[TASK GOAL]: In the listing below, look for "point" and copy every line that has it.

[RECORDS]:
# # # # #
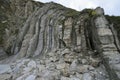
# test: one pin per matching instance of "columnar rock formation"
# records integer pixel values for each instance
(50, 27)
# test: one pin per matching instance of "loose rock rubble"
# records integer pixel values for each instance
(57, 65)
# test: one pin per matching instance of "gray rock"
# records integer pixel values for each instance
(31, 77)
(32, 64)
(5, 68)
(87, 76)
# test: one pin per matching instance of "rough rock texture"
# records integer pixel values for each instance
(53, 42)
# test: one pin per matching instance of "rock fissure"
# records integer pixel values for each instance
(58, 43)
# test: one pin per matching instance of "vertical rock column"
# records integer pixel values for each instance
(110, 52)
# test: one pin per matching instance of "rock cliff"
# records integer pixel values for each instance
(51, 42)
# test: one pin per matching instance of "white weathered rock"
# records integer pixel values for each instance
(41, 67)
(5, 68)
(5, 77)
(87, 76)
(32, 64)
(31, 77)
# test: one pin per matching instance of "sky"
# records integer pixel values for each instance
(111, 7)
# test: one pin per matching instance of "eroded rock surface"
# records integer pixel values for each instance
(53, 42)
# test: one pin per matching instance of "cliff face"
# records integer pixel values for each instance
(57, 35)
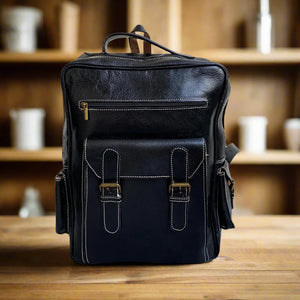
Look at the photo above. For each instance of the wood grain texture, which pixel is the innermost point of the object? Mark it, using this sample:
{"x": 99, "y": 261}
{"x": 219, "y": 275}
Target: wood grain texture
{"x": 226, "y": 24}
{"x": 228, "y": 57}
{"x": 260, "y": 259}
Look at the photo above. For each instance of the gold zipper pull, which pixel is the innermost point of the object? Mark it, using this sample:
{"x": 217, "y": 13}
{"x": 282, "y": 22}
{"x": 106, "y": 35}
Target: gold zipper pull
{"x": 85, "y": 108}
# # # # #
[RESPONSE]:
Look at the photo above. For each instance of the wood grain texture, which pixel is the innermost point of the object? Mark it, using this sample:
Look at the photo above. For each instance of the gold zipper pull, which pixel is the innermost point of the object? Mark it, using this sample:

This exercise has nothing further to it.